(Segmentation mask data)
────

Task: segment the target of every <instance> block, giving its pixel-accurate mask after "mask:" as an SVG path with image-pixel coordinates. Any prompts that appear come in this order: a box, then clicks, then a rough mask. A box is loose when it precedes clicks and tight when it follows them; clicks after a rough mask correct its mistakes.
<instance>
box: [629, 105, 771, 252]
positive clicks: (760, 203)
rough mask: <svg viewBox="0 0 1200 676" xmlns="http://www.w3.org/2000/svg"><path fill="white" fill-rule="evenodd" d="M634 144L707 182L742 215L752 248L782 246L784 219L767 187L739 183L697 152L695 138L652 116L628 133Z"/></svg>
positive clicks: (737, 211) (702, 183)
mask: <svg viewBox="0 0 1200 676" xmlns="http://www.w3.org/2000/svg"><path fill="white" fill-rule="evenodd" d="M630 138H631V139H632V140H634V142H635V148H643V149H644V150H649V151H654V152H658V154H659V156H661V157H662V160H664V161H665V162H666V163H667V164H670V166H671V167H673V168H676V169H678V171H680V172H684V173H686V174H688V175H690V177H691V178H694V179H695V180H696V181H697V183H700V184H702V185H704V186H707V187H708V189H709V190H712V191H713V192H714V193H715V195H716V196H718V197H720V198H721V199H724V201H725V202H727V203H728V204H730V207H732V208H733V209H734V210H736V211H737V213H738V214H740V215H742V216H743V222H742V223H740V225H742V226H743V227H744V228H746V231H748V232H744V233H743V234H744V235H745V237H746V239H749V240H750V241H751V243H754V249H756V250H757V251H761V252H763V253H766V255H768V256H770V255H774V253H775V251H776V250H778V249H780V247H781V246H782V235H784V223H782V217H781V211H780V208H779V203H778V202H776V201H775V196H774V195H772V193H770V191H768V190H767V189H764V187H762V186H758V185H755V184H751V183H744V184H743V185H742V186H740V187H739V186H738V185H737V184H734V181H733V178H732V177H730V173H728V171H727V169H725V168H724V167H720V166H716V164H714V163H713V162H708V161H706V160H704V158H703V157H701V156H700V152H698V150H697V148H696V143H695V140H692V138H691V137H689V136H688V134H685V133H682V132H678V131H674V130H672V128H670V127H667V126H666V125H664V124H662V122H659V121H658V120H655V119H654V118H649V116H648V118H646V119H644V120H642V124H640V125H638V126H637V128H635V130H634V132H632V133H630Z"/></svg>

────

TO DO -
Look above for the line with "box: [629, 105, 771, 252]" and the line with "rough mask: <svg". Write out those two lines and all the lines between them, exactly, and no others.

TASK OUTPUT -
box: [629, 105, 771, 252]
positive clicks: (760, 203)
rough mask: <svg viewBox="0 0 1200 676" xmlns="http://www.w3.org/2000/svg"><path fill="white" fill-rule="evenodd" d="M634 144L707 182L742 215L752 248L782 246L784 219L767 187L739 183L697 152L695 138L652 116L628 133Z"/></svg>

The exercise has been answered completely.